GIVEN TASK:
Leaving out every picture, quote the data below exactly as it appears.

-------

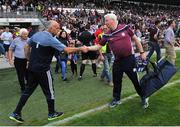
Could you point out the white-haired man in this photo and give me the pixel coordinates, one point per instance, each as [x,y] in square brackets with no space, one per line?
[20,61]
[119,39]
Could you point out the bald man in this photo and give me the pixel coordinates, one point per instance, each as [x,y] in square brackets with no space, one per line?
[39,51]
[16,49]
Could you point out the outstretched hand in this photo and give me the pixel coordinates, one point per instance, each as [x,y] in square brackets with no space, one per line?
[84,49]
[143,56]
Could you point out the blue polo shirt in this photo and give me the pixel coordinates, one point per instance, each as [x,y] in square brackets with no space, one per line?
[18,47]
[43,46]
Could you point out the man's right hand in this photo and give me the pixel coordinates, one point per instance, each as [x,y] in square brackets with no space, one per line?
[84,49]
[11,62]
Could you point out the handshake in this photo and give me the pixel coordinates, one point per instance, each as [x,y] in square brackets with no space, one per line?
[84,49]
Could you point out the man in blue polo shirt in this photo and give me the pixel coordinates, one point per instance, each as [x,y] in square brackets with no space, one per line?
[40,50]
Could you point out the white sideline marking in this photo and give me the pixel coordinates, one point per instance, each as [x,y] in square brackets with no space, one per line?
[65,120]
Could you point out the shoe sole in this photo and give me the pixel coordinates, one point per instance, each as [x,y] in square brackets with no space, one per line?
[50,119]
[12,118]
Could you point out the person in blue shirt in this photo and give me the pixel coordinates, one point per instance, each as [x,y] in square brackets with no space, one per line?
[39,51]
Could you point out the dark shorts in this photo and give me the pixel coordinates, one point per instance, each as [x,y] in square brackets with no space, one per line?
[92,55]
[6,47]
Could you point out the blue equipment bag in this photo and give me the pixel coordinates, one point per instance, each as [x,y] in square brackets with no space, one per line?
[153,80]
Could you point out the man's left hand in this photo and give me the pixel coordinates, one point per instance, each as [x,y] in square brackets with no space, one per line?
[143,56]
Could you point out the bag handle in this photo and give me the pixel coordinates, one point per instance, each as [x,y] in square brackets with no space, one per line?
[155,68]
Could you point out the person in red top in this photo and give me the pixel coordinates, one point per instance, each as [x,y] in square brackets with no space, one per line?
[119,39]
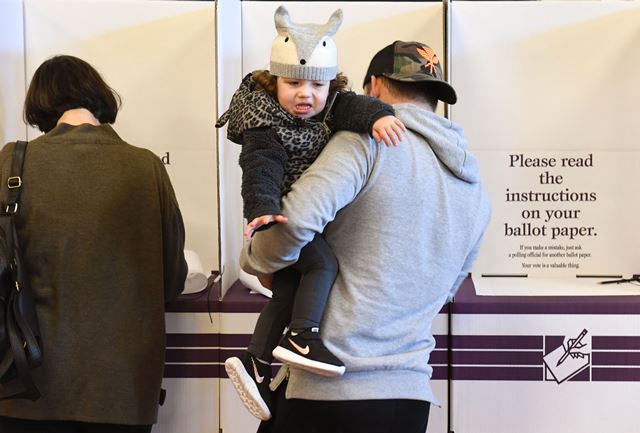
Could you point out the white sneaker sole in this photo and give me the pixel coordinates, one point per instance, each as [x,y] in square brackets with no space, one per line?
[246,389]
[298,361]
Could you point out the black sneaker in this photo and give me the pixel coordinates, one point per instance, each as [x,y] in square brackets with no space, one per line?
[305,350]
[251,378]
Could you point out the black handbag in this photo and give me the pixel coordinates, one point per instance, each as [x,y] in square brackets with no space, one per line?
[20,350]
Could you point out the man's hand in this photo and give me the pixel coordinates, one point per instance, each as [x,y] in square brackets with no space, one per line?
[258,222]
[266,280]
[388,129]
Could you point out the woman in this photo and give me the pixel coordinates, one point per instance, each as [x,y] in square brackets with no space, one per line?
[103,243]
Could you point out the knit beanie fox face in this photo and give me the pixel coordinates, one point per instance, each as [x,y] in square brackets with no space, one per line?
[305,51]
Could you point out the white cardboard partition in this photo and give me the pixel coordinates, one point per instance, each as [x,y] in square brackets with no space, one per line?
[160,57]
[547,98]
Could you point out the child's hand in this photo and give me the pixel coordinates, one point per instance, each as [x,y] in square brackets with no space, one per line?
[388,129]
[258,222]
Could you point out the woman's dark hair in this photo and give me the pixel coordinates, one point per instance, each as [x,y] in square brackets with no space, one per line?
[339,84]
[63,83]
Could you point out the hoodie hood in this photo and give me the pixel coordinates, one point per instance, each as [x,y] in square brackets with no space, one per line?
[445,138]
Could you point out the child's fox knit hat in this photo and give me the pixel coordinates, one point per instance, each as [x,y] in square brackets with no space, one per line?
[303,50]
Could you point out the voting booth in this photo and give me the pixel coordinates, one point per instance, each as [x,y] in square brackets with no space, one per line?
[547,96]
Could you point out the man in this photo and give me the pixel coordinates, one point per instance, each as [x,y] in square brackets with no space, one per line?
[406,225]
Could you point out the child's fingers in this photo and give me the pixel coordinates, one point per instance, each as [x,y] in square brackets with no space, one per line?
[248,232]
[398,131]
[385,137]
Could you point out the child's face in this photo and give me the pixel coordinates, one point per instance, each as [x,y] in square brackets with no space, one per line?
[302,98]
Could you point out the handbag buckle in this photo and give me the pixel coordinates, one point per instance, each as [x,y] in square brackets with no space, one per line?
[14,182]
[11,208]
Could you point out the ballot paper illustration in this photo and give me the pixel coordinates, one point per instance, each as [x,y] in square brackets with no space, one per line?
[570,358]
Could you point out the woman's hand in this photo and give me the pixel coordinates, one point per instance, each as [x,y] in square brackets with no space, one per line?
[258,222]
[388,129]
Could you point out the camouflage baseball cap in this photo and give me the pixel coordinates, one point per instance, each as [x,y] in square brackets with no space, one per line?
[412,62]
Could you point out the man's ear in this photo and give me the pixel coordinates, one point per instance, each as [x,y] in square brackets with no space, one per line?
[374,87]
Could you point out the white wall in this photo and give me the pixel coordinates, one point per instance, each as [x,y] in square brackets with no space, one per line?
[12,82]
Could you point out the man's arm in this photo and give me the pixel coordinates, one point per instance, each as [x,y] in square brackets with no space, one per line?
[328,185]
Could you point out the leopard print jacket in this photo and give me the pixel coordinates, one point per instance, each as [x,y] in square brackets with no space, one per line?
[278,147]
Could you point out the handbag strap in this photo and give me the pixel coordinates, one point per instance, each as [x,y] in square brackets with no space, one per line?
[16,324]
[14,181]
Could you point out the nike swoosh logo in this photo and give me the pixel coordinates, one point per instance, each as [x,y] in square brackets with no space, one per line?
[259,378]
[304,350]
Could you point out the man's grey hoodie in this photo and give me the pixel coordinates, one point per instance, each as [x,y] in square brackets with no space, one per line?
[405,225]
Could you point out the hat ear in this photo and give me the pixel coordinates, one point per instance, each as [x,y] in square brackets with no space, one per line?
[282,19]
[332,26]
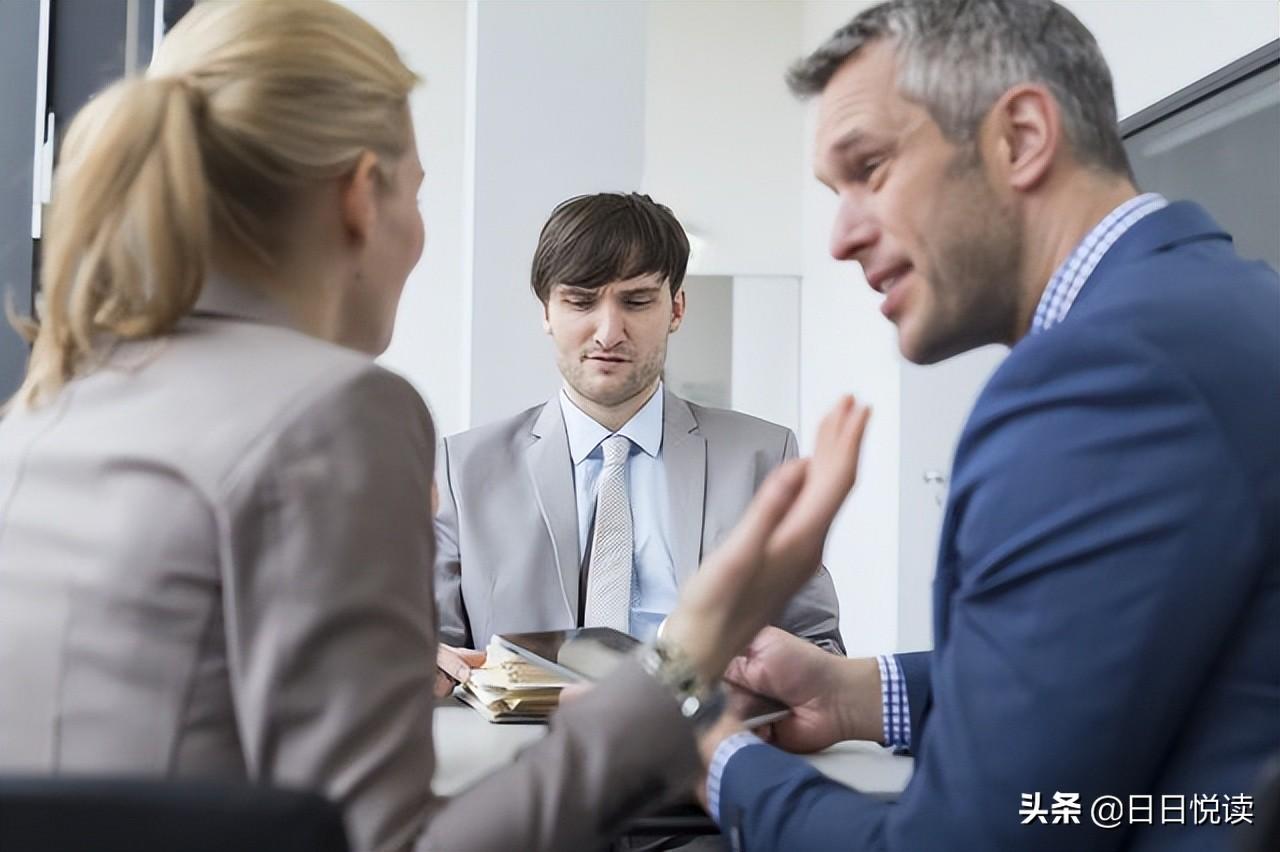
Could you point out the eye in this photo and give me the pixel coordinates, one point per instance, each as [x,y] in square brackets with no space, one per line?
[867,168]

-------

FINISHED EXERCISE:
Could you point out the white-haired man in this photo and give me the pixel coordinates, one point per instance, each as [x,y] in square brackets with no space, one per line?
[20,61]
[119,39]
Could you point out the bald man in this photo and give me the pixel coordinates, one point per instance, each as [x,y] in square brackets with no space, one per line?
[39,51]
[16,49]
Could you point out the outstretched hand in this photo and give me the pixel coordinates, one point per instance, each as [x,y] in square brackets with no space, one per line?
[84,49]
[143,56]
Could you point out the blue polo shirt in this photo and give me the pixel coordinates, one point per instance, each as [x,y] in square brackets with no space, one per line?
[18,47]
[43,46]
Could you point out the man's right hand in this photo and give me the pixel coordinates, one point per instance, each as [x,y] in square brackets with no space, one per line?
[84,49]
[11,62]
Could you point out the handshake in this photo and give me the pixel coordinates, one point per instance, each as [x,y] in square brackets with no space, one per line?
[84,49]
Could you point out the man in blue polo shirt in this photo and give me the pixel coordinates, one point per instance, each as [x,y] in square brackets with no space, one per line?
[40,50]
Could you point out the white sideline marking in this photo and give me the pixel coordinates, one point per instance, each as [x,y] in square brackets with no space, one per line?
[65,120]
Could you point out the shoe sole in this photo and give me the pixel coordinates, one point per instance, each as [x,y] in square brackets with no space, one per line?
[50,119]
[12,118]
Could you point out the person in blue shirt in this photo and give me the pixel coordinates, one point per instance, each as [x,y] in square brackets with no space, one per line?
[39,51]
Could you point out the dark shorts in this photo and give me the pixel coordinates, one point per instance, each as [x,y] in square brackets with no space, one per line?
[92,55]
[6,47]
Could you point out the blue equipment bag in this photo and give me the pixel coordinates, one point per instance, each as [x,y] in square brackets with no space, one per line?
[153,80]
Could you point out the man's left hand in this photo and give me the pixel coordinates, one point per instance, each as [x,y] in square brackets with no space, one per line?
[143,56]
Could you point out the bag handle in this photo and give me the pixel coordinates, one point per instance, each as [x,y] in square brackets with no space, one per line?
[155,68]
Could you point out the person in red top in this photo and give me the pixel coordinates, one point per instance, each as [x,y] in square brackets with no space, one per line?
[119,39]
Could you point out the white sneaker sole in this photo and give me the pixel coordinates, one point per instance, each as [x,y] in square brackets with no space, one per line?
[246,389]
[298,361]
Could you point out the black sneaker in this photo and give me the pixel coordinates, one point per instance, each as [x,y] in square brackets with no space, one per line?
[305,350]
[251,378]
Could you point out the black handbag in this photo and give me the pixel coordinates, one point per instance, each as [x,y] in square brackets with no space, one per line?
[20,350]
Could you point out the man's hand in this photo and give me the pixel coordinates, one point per instance, each as [x,y] in square brackets with no space, one per line?
[258,222]
[266,280]
[388,129]
Could you point out the woman in this photo and give me the pixel coordinates, one point per instance, each as [x,y] in square brackets with no space, one per line?
[103,243]
Could you point out the knit beanie fox face in this photo and give me the pixel coordinates, one point per instance, each as [x,y] in square brackets with no space, one per line?
[305,51]
Could you point out the white cardboard partition in this photo and give me the pixel coordinates, one point per instance, each as [x,y] in square brackets with no space, one per line?
[160,57]
[547,98]
Could you point out the child's hand in this photo and give me the pixel coordinates, one point per instance, each as [x,y] in square brackets with no space, one per line?
[388,129]
[258,222]
Could you point out the woman's dark hair in this photo and give me the pixel coordinates, one point per instance, each as [x,y] in square brackets with no space, one per line?
[339,84]
[63,83]
Could you point out the hoodie hood in this photo and give me the pixel coordinates, one point per instance, each as [x,y] in square brackets with no space, one per line?
[445,138]
Could you point out the child's fox knit hat in this photo and give me the pixel coordinates, one point per instance, each as [x,y] in square brackets with no space, one per line?
[303,50]
Could you point out the voting booth in this photo and give me the pixel coordinates, one point per instance, each as [x,y] in square brackets with no space, one per line?
[547,96]
Could you point out the man in this photo and give me the pixel coordinates, one point per instance, each as [x,y] in square brackets with no space, one per line?
[406,225]
Could you point out the child's fingers in this photo and give me the pixel coordinates, one point per instance, each as [x,y] in square brackets with no space, one per line?
[248,232]
[398,131]
[385,137]
Could you point out the child's face in this photo and give me the pixel coordinates, one point per instance, each as [x,y] in square brackets with no space, one per line?
[302,98]
Could you point out the handbag buckle in this photo and give me the pixel coordinates, one point per instance, each as [x,y] in square brackets with no space, one per line?
[14,182]
[11,208]
Could you point out the ballot paper illustration in this photo and give me the pixel coordinates, one point per instance, each as [x,y] in square brackets with no space, one per line?
[570,358]
Could you point out the woman's hand in this photo and give me the pixel coordinates, one point per instance, each as [x,y] in square brackets with no space, one per line?
[258,222]
[388,129]
Could you point out the camouflage baseball cap in this photo and give me the pixel coordinates, one point per instance, each as [x,y] in square brackets with no space, one per line?
[412,62]
Could you point out the man's ear in this photo and give me the pixel coordinates, one point per instance, each as [x,y] in square brackets with no space, one per line?
[374,87]
Could you point out the white wall in this photo and give me the pixel coordinates, one point per instance, each as [x,y] in square brackets with no space, one per line?
[12,82]
Could you point out the man's arm in this photo and give me the pixel coordinates, one point per instance, each as [x,y] in square brackets with no space, one per line?
[328,185]
Could you point out the leopard print jacket in this photo and give me the pixel coordinates, one point per instance, each as [x,y] in square brackets with no space, one per line?
[278,147]
Could you point out the handbag strap in this photo and give me the pixel coordinates, one point per instance, each as [x,y] in square brackets with no space, one per line?
[16,324]
[14,181]
Could you point out the nike swoosh logo in this photo and give me the pixel coordinates, one point per instance, each as [x,y] in square brackets with no space, one per line?
[259,378]
[304,350]
Could you point out the man's grey hoodie in this photo and give me the pixel coordinates, one point per instance, each as [x,y] in square brackets with no space, one per line?
[405,225]
Could you point out the hat ear in this photo and give me the pixel coordinates, one point per instance, each as [x,y] in square brackets with no space, one per line?
[282,19]
[332,26]
Could you point out the eye in this photo and give me the pixel coordinates, one point per instance, each as [x,y] in square brackets with no space, one per line?
[867,168]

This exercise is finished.